| Given data |

***

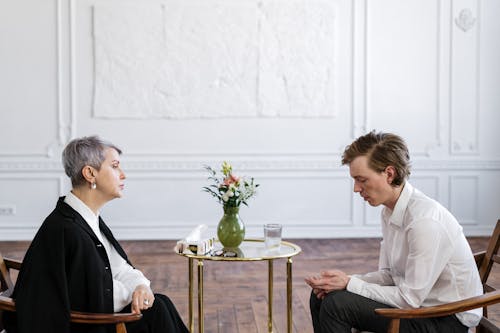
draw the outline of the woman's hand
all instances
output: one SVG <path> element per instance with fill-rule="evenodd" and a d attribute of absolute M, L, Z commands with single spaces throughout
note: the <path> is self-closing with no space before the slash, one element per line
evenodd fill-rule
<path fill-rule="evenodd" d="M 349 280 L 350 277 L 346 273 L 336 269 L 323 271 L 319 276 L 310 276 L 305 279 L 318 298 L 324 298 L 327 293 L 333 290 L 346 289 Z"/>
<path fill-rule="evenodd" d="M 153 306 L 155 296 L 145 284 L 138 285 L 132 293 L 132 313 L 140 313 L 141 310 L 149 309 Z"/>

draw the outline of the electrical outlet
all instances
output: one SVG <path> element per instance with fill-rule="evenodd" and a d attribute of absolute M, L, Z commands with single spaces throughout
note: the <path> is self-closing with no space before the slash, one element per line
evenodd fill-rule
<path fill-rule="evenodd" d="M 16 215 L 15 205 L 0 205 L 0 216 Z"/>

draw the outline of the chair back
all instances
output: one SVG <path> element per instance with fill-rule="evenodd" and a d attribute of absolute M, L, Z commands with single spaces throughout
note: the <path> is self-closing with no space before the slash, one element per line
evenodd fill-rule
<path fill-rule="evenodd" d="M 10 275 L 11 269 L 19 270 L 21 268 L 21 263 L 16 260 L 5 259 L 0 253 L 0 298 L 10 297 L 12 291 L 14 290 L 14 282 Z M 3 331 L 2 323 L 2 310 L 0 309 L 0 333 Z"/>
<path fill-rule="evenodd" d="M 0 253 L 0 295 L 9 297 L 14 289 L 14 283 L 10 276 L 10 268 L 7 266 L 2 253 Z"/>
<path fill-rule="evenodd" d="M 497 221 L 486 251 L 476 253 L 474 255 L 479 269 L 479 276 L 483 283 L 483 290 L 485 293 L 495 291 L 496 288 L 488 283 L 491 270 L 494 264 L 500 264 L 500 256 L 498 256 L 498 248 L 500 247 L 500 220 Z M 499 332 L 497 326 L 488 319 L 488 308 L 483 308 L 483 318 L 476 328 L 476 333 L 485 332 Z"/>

***

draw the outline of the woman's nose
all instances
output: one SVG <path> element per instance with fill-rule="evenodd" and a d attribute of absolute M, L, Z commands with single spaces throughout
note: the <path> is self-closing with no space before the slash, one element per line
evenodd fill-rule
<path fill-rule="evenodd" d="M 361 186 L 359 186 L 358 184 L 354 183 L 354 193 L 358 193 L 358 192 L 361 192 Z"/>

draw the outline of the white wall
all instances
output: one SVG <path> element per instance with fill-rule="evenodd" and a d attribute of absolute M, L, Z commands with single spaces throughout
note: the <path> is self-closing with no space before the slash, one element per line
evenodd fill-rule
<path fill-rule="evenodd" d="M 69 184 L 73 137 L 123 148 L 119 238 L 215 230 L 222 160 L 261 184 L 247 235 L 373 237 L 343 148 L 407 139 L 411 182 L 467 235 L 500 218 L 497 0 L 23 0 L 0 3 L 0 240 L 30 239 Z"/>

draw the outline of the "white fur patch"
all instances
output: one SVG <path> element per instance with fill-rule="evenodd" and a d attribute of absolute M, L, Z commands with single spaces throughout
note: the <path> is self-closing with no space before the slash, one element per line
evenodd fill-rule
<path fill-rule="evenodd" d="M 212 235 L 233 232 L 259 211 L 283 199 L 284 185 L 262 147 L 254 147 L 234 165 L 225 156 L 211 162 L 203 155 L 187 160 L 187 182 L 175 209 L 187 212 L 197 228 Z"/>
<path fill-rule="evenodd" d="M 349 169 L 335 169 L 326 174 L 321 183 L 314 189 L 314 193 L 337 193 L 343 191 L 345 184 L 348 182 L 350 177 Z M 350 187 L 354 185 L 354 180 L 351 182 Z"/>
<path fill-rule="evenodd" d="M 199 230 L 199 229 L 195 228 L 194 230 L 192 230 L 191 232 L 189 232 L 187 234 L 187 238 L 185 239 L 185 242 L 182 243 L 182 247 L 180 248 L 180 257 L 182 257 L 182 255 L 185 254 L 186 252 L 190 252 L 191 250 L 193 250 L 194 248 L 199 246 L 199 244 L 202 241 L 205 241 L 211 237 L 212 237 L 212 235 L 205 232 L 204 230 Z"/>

***

| Task to carry out |
Look through the material and copy each line that has "woman".

| Task answer |
draw the outline of the woman's hand
draw the outline of the woman's nose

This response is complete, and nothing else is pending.